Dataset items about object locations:
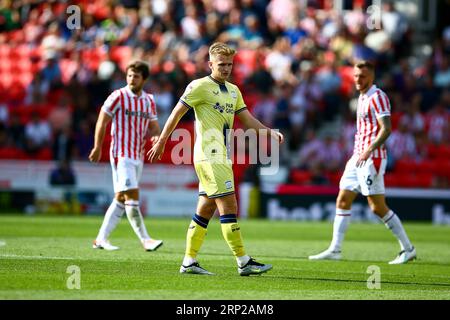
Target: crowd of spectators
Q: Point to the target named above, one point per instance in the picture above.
(294, 67)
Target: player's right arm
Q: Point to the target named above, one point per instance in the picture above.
(158, 148)
(100, 129)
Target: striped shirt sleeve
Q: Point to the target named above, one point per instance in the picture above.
(112, 103)
(381, 104)
(154, 112)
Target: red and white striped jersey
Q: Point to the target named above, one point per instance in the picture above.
(372, 105)
(131, 116)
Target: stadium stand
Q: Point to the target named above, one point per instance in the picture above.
(42, 60)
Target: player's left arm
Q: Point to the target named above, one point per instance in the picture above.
(153, 132)
(384, 133)
(250, 122)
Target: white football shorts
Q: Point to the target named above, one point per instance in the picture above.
(126, 173)
(367, 180)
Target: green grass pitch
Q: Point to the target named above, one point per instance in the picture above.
(35, 253)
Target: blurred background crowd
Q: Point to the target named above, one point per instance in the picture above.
(294, 67)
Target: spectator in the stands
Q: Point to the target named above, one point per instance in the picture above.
(37, 134)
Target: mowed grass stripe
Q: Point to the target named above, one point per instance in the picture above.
(38, 250)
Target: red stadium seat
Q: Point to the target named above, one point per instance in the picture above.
(121, 55)
(405, 166)
(300, 176)
(392, 180)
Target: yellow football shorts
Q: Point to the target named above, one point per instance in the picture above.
(215, 178)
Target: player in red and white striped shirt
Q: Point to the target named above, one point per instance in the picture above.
(132, 112)
(364, 172)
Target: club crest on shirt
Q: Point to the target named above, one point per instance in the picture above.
(187, 91)
(363, 115)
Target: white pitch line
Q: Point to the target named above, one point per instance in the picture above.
(15, 256)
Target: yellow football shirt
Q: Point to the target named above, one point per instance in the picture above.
(215, 104)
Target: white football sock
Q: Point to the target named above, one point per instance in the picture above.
(136, 220)
(340, 226)
(187, 261)
(111, 219)
(242, 261)
(392, 222)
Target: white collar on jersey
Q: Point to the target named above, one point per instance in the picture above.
(369, 92)
(132, 94)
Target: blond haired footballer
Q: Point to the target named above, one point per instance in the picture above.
(215, 102)
(364, 172)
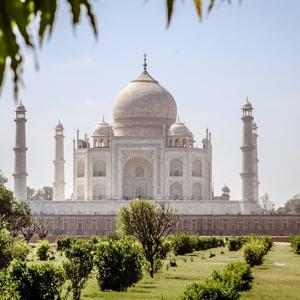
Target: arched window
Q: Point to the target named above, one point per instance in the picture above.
(197, 191)
(139, 172)
(80, 191)
(99, 168)
(176, 192)
(99, 192)
(80, 169)
(176, 168)
(177, 143)
(197, 168)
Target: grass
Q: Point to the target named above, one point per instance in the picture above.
(168, 284)
(278, 277)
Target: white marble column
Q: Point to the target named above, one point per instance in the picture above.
(248, 172)
(20, 173)
(59, 165)
(255, 159)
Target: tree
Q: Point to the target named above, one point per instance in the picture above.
(150, 224)
(30, 193)
(37, 281)
(43, 227)
(119, 264)
(45, 193)
(29, 231)
(78, 265)
(268, 205)
(6, 246)
(14, 214)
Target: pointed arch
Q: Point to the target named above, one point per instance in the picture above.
(80, 191)
(99, 168)
(99, 192)
(197, 168)
(197, 191)
(80, 168)
(176, 191)
(176, 168)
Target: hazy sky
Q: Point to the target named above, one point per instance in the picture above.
(252, 49)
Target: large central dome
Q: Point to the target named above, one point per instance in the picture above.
(143, 107)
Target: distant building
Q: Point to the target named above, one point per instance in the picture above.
(148, 152)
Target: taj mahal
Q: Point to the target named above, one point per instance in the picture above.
(148, 152)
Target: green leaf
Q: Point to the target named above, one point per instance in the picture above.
(170, 7)
(198, 6)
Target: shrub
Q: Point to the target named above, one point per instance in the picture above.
(295, 243)
(78, 265)
(204, 243)
(7, 288)
(253, 253)
(182, 243)
(6, 246)
(43, 249)
(20, 250)
(236, 243)
(161, 254)
(210, 290)
(236, 274)
(64, 243)
(36, 281)
(119, 264)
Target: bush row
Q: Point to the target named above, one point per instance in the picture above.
(222, 285)
(255, 249)
(235, 243)
(295, 243)
(183, 243)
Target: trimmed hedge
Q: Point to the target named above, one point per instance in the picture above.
(119, 264)
(237, 274)
(183, 243)
(222, 285)
(255, 250)
(204, 243)
(295, 243)
(36, 281)
(236, 243)
(43, 248)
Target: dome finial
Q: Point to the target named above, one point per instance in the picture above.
(145, 62)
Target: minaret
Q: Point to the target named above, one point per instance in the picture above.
(20, 174)
(59, 164)
(248, 152)
(256, 182)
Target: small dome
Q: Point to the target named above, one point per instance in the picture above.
(20, 107)
(179, 129)
(247, 105)
(225, 189)
(102, 129)
(59, 126)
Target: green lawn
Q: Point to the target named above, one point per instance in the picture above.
(168, 284)
(277, 278)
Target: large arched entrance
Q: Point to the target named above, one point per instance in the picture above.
(137, 179)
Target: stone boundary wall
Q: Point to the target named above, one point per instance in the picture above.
(221, 225)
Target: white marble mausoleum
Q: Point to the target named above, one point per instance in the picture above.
(148, 152)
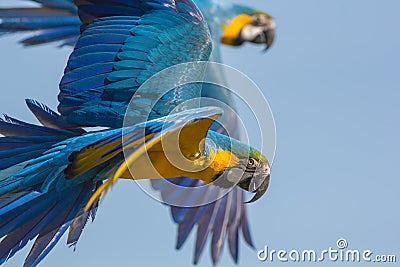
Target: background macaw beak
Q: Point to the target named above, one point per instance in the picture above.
(257, 183)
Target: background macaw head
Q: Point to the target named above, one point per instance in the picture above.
(255, 27)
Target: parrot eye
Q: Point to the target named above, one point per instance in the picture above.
(252, 163)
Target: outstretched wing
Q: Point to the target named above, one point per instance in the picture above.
(112, 51)
(122, 44)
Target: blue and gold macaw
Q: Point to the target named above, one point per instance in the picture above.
(91, 68)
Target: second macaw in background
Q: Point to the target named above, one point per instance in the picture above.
(229, 24)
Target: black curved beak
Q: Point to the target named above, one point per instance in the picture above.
(267, 37)
(257, 184)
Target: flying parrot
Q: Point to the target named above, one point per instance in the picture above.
(98, 62)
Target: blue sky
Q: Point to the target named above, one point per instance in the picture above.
(332, 81)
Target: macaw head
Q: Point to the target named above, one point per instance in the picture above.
(252, 26)
(240, 164)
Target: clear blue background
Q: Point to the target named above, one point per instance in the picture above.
(332, 80)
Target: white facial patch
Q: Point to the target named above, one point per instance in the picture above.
(250, 32)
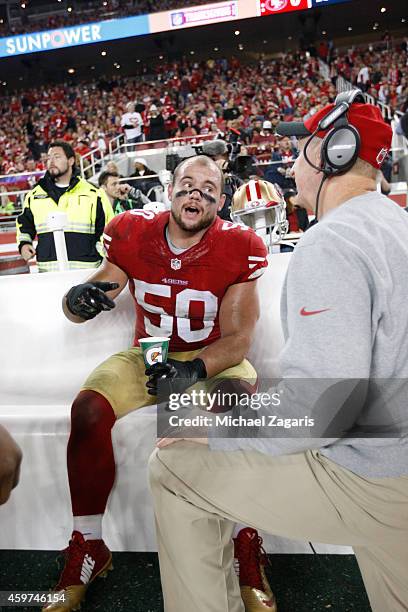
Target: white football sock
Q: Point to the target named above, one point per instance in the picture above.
(90, 526)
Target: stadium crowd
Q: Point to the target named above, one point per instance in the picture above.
(92, 11)
(380, 71)
(193, 99)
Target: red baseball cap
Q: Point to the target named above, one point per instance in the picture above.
(375, 133)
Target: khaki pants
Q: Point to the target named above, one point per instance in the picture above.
(199, 494)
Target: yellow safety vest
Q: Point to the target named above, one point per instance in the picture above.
(88, 210)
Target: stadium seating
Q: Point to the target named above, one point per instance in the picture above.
(44, 359)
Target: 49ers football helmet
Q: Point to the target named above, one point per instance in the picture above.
(261, 206)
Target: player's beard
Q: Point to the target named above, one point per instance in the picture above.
(206, 220)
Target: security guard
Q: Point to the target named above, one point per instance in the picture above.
(88, 210)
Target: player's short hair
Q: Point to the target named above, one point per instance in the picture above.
(104, 177)
(68, 150)
(204, 161)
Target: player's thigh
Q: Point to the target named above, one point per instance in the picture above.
(121, 380)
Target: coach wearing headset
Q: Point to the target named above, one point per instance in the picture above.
(344, 478)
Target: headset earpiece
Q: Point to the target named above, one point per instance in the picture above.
(340, 149)
(341, 145)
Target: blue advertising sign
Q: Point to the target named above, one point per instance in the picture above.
(61, 38)
(316, 3)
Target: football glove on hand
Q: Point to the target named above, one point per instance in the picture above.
(174, 376)
(89, 299)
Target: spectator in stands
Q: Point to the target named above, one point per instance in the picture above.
(121, 195)
(156, 124)
(363, 78)
(10, 462)
(264, 141)
(345, 325)
(88, 210)
(132, 123)
(111, 167)
(295, 214)
(280, 171)
(144, 179)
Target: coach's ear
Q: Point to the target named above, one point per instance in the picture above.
(222, 202)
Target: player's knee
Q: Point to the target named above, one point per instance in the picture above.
(90, 411)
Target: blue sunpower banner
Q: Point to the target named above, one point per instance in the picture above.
(50, 40)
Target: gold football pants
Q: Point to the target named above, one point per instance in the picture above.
(121, 379)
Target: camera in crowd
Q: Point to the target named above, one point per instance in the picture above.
(228, 150)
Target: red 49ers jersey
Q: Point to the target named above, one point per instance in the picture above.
(179, 296)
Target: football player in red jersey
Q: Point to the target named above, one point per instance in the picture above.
(186, 286)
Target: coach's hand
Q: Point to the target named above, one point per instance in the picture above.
(174, 376)
(89, 299)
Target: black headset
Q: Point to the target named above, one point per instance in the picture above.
(341, 145)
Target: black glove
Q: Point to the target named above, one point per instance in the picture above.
(89, 299)
(174, 376)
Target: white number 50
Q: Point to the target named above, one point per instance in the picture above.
(183, 301)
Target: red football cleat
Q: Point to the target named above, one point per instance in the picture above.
(84, 561)
(250, 561)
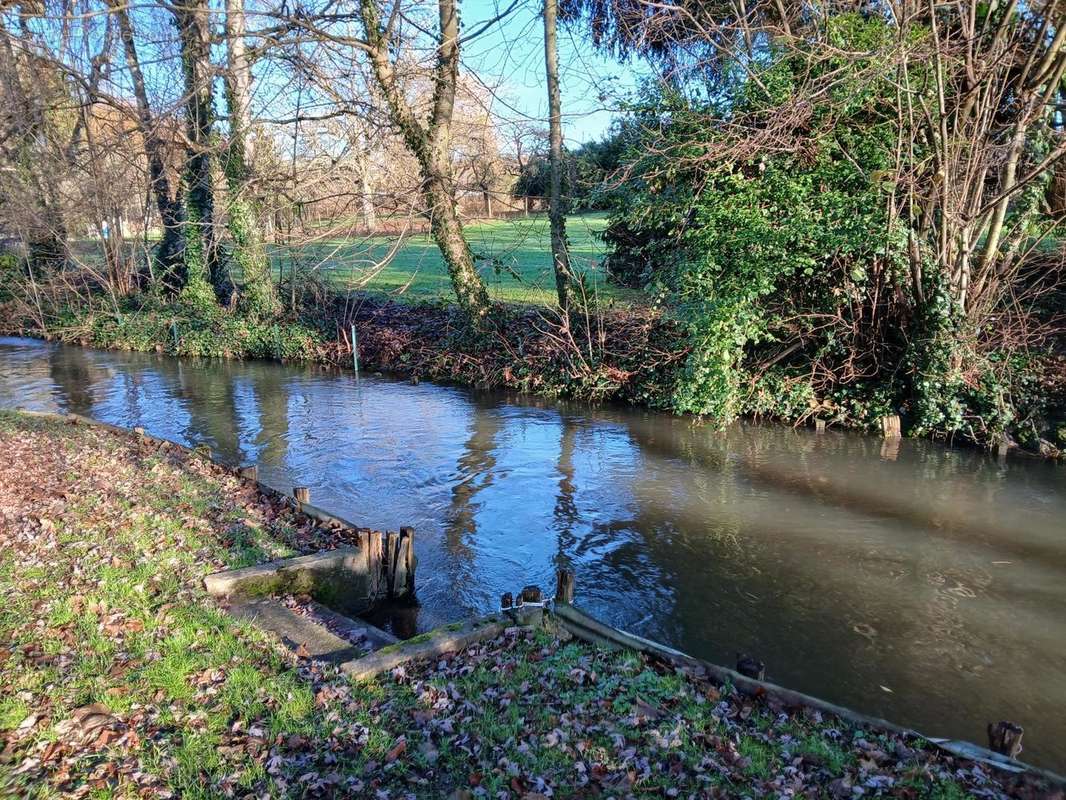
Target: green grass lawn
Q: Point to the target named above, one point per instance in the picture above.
(514, 257)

GIVEN INSTRUCTION: Retype the items word for word, starting at the line that contains "Target: white number 50" and continuing through the end of the items. Omit the pictures from your answer.

PROBLEM SOLUTION:
Target: white number 50
Q: Point to the target named above, one point per instance in the picture above.
(183, 301)
Target: red football cleat
Q: Point to the target named above, one point per instance in the picture above.
(84, 561)
(250, 561)
Target: green grass lawn
Q: Point to the target named above, one point per instance in the picture above.
(514, 257)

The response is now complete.